[WHAT IS BEING ASKED]
What lines of the data hold the string "element"? Copy them all.

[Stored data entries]
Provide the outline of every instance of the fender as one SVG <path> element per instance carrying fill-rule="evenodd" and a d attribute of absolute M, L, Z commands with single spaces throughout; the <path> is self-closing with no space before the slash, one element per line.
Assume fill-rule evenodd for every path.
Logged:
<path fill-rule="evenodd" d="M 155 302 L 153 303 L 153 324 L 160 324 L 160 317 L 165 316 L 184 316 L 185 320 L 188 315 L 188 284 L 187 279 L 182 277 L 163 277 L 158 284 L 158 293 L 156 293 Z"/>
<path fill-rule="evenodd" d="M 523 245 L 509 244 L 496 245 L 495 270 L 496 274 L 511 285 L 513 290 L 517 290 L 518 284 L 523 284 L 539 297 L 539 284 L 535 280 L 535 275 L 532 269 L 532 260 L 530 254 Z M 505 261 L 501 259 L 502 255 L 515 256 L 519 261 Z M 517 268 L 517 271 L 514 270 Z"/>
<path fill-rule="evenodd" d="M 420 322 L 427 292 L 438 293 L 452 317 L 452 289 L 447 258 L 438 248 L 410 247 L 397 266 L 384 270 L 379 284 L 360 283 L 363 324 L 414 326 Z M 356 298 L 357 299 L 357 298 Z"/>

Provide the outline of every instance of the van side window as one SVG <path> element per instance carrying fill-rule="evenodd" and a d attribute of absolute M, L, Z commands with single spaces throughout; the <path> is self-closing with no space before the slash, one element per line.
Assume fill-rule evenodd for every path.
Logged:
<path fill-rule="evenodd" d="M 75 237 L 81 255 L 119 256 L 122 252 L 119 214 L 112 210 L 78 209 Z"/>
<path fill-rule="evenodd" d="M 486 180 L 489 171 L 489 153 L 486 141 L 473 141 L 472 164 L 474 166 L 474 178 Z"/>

[PROBLEM SOLUTION]
Provide the outline of every instance of the fender as one SVG <path> element per instance carrying fill-rule="evenodd" and a d attribute of absolute M, L, Z commands with single spaces throughout; the <path> is self-closing with no space before the slash, one element per line.
Provide the outline of every instance of the van side window as one SVG <path> element per instance carrying fill-rule="evenodd" and a d attribute of absolute M, L, Z commands with single spaces throughout; the <path> is self-closing with no space before the slash, one element per line.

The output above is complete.